** INPUT RECORDS **
━━━━

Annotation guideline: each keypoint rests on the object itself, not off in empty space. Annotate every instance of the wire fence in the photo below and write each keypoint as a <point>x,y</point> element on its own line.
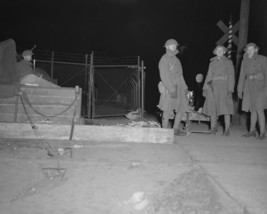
<point>116,81</point>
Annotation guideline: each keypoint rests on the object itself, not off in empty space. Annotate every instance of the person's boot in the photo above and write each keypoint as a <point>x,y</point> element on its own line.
<point>214,130</point>
<point>226,133</point>
<point>251,134</point>
<point>179,132</point>
<point>261,136</point>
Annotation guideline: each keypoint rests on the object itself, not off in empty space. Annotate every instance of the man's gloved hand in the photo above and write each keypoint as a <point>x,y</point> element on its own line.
<point>240,94</point>
<point>204,92</point>
<point>209,83</point>
<point>229,93</point>
<point>173,94</point>
<point>186,91</point>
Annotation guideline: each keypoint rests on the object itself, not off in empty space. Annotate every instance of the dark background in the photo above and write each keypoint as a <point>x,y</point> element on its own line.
<point>131,28</point>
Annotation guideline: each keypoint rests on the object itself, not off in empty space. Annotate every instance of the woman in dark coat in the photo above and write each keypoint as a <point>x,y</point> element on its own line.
<point>252,88</point>
<point>218,88</point>
<point>173,101</point>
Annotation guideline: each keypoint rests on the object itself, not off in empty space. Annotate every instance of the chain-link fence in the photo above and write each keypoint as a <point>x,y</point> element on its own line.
<point>111,86</point>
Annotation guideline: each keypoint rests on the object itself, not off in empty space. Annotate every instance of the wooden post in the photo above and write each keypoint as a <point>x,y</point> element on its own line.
<point>242,40</point>
<point>52,64</point>
<point>85,89</point>
<point>243,30</point>
<point>90,87</point>
<point>142,89</point>
<point>230,39</point>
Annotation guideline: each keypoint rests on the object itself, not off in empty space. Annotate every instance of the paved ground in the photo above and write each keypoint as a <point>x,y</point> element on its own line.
<point>237,164</point>
<point>199,173</point>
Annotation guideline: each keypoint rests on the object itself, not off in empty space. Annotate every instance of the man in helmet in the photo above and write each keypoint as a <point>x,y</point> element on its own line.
<point>252,88</point>
<point>28,75</point>
<point>25,66</point>
<point>173,89</point>
<point>218,89</point>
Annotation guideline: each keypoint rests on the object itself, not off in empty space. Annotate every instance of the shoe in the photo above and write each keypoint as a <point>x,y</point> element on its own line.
<point>213,131</point>
<point>179,133</point>
<point>261,136</point>
<point>226,133</point>
<point>251,134</point>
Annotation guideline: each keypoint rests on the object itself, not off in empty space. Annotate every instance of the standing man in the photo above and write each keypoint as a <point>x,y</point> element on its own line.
<point>218,89</point>
<point>173,89</point>
<point>252,88</point>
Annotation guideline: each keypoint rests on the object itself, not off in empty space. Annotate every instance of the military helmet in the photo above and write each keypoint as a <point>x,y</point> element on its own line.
<point>251,44</point>
<point>27,53</point>
<point>171,42</point>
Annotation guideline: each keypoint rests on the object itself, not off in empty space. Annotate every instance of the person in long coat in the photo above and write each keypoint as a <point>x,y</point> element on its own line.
<point>218,89</point>
<point>252,88</point>
<point>173,89</point>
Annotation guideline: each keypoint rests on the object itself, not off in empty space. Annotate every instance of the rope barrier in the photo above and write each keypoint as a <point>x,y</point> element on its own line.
<point>24,96</point>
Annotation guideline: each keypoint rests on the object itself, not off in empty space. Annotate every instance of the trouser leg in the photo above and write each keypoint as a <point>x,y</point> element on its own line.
<point>261,118</point>
<point>213,122</point>
<point>165,120</point>
<point>177,121</point>
<point>226,122</point>
<point>253,120</point>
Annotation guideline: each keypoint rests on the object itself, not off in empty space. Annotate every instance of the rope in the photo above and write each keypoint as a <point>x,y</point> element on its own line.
<point>25,97</point>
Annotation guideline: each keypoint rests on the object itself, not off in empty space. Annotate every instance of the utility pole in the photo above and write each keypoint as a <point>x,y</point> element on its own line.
<point>243,30</point>
<point>242,41</point>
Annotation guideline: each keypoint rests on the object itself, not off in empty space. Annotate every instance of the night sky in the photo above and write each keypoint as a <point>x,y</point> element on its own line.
<point>130,28</point>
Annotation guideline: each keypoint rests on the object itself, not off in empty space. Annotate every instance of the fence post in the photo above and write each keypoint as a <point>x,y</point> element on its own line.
<point>90,88</point>
<point>85,89</point>
<point>142,89</point>
<point>52,64</point>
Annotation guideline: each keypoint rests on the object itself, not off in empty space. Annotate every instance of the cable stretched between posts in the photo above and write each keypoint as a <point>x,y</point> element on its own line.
<point>35,128</point>
<point>25,97</point>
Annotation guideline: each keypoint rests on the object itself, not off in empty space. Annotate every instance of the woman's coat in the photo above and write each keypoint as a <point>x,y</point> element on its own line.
<point>218,87</point>
<point>171,75</point>
<point>253,83</point>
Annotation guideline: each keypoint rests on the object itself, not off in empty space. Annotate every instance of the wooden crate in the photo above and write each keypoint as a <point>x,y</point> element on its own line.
<point>44,101</point>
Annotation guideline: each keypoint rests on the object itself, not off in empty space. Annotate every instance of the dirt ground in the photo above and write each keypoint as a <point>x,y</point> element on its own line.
<point>105,178</point>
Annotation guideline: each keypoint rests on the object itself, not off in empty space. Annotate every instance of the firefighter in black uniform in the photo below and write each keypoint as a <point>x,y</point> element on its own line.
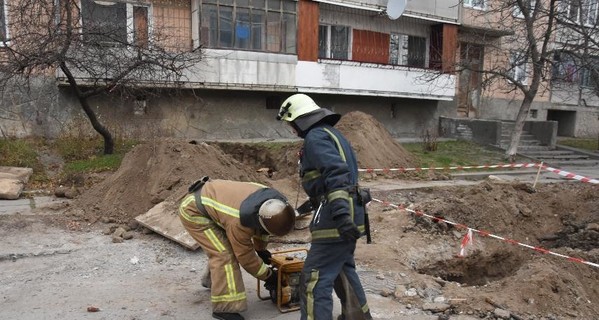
<point>329,174</point>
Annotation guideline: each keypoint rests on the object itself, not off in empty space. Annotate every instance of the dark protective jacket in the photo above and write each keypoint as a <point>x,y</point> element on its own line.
<point>329,173</point>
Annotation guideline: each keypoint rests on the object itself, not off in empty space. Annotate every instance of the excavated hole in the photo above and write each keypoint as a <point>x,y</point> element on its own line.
<point>475,269</point>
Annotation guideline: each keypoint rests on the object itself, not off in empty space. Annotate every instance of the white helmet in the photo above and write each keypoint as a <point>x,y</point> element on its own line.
<point>297,105</point>
<point>276,217</point>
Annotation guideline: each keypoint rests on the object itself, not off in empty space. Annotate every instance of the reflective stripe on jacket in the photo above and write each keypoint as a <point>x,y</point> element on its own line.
<point>329,171</point>
<point>222,200</point>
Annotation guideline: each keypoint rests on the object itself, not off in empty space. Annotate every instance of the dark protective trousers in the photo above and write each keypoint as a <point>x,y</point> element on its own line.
<point>328,266</point>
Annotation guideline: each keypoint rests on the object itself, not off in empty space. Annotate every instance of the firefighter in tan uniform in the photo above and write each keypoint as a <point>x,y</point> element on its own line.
<point>232,221</point>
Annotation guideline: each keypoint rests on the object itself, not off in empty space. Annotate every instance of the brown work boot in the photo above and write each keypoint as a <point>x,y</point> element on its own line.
<point>227,316</point>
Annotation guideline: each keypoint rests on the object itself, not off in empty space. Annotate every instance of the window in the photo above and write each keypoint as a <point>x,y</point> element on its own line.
<point>407,50</point>
<point>3,23</point>
<point>333,42</point>
<point>476,4</point>
<point>518,13</point>
<point>589,75</point>
<point>261,25</point>
<point>110,22</point>
<point>589,12</point>
<point>518,68</point>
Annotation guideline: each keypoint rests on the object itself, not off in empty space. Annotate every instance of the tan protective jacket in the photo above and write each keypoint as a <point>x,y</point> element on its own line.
<point>222,200</point>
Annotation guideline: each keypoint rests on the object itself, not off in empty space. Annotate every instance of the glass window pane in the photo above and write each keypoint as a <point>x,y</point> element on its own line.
<point>242,28</point>
<point>274,5</point>
<point>416,51</point>
<point>225,27</point>
<point>323,39</point>
<point>289,27</point>
<point>258,31</point>
<point>273,31</point>
<point>339,42</point>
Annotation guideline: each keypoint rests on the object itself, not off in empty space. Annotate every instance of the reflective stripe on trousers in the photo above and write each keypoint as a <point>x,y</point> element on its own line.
<point>324,264</point>
<point>227,290</point>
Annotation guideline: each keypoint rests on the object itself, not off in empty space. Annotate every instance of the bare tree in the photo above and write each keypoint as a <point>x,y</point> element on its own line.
<point>97,47</point>
<point>519,63</point>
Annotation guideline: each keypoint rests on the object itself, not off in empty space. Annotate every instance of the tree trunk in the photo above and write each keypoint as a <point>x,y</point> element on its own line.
<point>510,153</point>
<point>93,119</point>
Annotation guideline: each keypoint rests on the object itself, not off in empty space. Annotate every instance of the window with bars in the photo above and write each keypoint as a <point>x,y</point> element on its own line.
<point>518,13</point>
<point>3,23</point>
<point>260,25</point>
<point>476,4</point>
<point>114,22</point>
<point>407,50</point>
<point>334,42</point>
<point>518,68</point>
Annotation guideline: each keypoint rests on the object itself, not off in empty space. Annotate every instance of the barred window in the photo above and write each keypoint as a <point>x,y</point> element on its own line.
<point>260,25</point>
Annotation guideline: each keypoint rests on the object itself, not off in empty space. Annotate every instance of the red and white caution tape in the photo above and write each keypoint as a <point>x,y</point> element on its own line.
<point>570,175</point>
<point>487,234</point>
<point>486,166</point>
<point>562,173</point>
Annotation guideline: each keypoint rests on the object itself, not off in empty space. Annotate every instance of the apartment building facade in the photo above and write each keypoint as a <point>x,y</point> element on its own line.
<point>566,93</point>
<point>348,55</point>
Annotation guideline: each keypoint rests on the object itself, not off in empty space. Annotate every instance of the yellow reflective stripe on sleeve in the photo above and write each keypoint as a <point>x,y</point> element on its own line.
<point>330,233</point>
<point>220,207</point>
<point>215,241</point>
<point>310,294</point>
<point>338,194</point>
<point>259,184</point>
<point>229,297</point>
<point>263,270</point>
<point>262,237</point>
<point>341,153</point>
<point>195,219</point>
<point>310,175</point>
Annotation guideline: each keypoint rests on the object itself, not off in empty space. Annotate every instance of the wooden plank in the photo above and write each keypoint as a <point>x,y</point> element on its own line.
<point>164,220</point>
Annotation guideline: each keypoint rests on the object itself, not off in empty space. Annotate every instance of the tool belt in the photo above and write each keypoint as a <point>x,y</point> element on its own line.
<point>362,194</point>
<point>196,189</point>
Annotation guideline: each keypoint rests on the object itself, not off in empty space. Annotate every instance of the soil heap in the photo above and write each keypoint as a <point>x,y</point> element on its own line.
<point>372,142</point>
<point>155,171</point>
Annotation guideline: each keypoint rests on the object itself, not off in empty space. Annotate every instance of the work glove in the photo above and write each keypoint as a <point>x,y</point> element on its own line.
<point>270,283</point>
<point>265,255</point>
<point>347,228</point>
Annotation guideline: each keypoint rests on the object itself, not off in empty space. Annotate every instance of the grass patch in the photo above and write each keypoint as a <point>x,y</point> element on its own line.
<point>109,162</point>
<point>580,143</point>
<point>23,153</point>
<point>455,153</point>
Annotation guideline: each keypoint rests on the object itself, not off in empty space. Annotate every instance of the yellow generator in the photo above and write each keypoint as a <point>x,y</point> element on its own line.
<point>288,265</point>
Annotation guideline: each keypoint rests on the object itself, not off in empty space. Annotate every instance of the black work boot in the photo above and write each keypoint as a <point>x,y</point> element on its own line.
<point>227,316</point>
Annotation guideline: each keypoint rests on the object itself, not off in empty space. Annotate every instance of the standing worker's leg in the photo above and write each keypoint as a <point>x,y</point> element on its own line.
<point>322,266</point>
<point>350,291</point>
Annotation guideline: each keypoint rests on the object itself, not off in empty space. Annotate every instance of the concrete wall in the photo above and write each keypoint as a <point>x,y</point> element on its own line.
<point>544,131</point>
<point>481,131</point>
<point>199,114</point>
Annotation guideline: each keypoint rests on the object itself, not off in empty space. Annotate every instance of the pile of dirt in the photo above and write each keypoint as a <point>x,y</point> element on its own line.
<point>155,171</point>
<point>562,218</point>
<point>372,142</point>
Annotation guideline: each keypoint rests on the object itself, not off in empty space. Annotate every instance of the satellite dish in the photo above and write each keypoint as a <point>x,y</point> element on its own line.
<point>395,8</point>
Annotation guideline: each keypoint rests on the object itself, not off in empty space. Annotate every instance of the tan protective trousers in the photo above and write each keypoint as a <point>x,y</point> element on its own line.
<point>227,292</point>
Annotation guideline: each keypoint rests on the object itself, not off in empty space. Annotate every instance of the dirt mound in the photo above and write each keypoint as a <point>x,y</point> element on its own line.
<point>154,171</point>
<point>372,142</point>
<point>559,217</point>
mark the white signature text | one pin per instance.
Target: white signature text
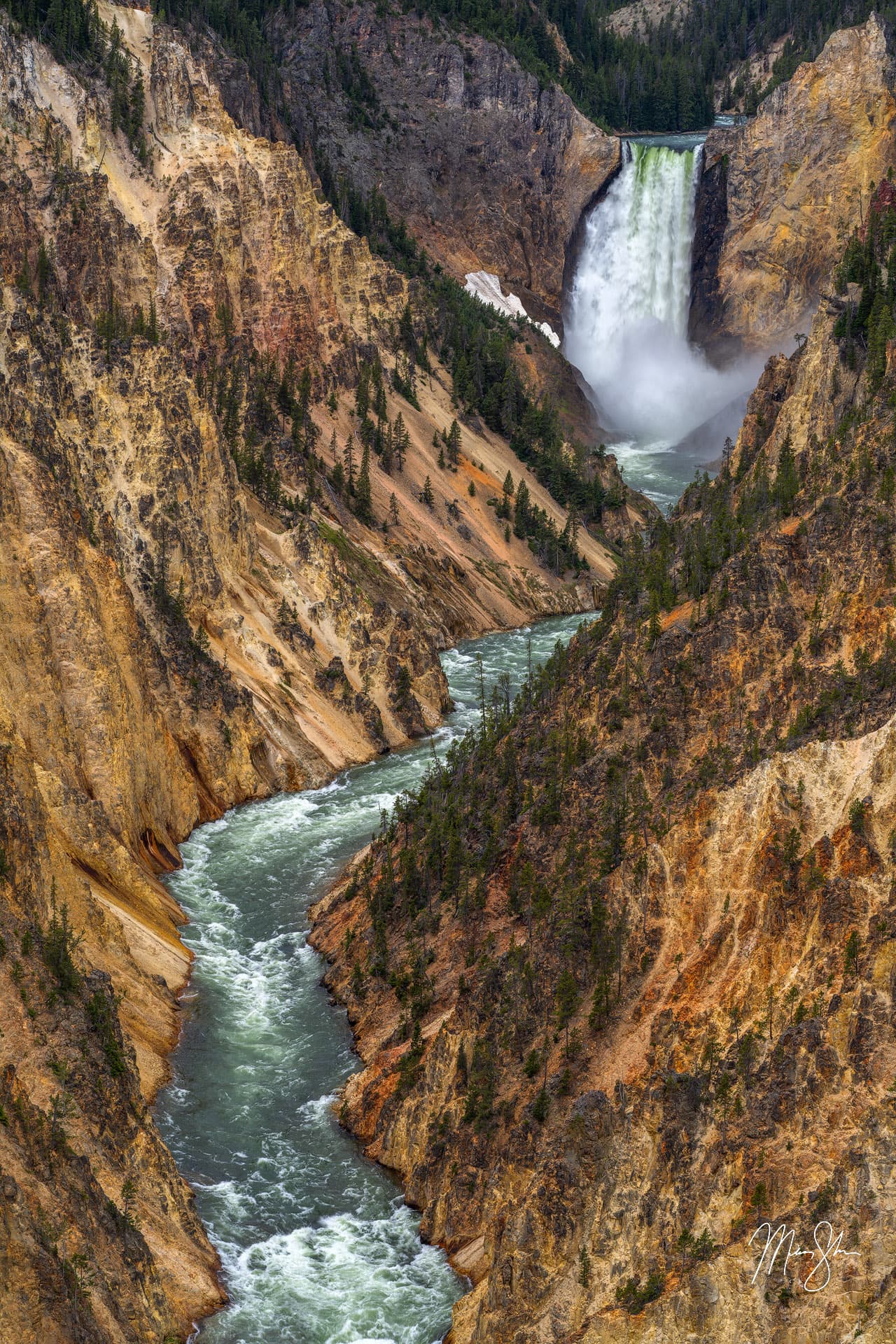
(780, 1247)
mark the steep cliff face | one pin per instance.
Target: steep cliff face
(647, 1000)
(780, 192)
(191, 615)
(489, 172)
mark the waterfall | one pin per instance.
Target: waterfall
(626, 326)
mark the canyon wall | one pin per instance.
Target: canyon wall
(660, 1011)
(191, 616)
(489, 171)
(780, 194)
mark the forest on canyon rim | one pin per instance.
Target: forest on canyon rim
(621, 972)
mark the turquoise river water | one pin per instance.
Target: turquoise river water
(316, 1242)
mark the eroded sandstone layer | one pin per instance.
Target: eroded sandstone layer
(780, 194)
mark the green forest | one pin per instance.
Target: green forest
(660, 80)
(665, 78)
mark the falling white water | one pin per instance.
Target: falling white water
(626, 326)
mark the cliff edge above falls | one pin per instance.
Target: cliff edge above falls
(489, 171)
(780, 194)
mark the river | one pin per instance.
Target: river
(316, 1242)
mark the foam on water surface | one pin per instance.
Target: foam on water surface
(316, 1243)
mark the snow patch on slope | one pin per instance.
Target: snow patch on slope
(486, 288)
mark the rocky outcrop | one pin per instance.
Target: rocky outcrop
(780, 194)
(488, 171)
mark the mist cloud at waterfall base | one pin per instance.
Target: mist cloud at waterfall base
(652, 386)
(664, 406)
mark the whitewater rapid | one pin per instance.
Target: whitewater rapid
(316, 1242)
(626, 323)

━━━━

** TO DO **
Your task is to write out the lines from the one with "mark the green forest | one pin per instance." through the end of the records, exactly and with nothing added.

** REPLY **
mark the green forest | one pin per instance.
Target: green forest
(660, 80)
(665, 78)
mark the falling white water | one pin per instance.
Target: falling white water
(626, 326)
mark the cliff edge above falls | one pin per instance.
Target: cliff edge above falls
(489, 171)
(780, 194)
mark the river | one pin per instance.
Target: river
(316, 1242)
mark the foam on water surface | one pin per instance.
Target: foam on water surface
(316, 1243)
mark the snow patch on slope | one pin per instance.
Target: snow patch on slope
(486, 288)
mark the rocky outcrop | one pin per instance.
Target: rocky outcrop
(780, 194)
(488, 171)
mark the mist cloud at waterfall base | one pin per instance.
Target: mist cloud at waterfall base
(652, 386)
(664, 406)
mark the whitewater rapid | one pin per instance.
Target: whitewater rapid
(316, 1242)
(626, 323)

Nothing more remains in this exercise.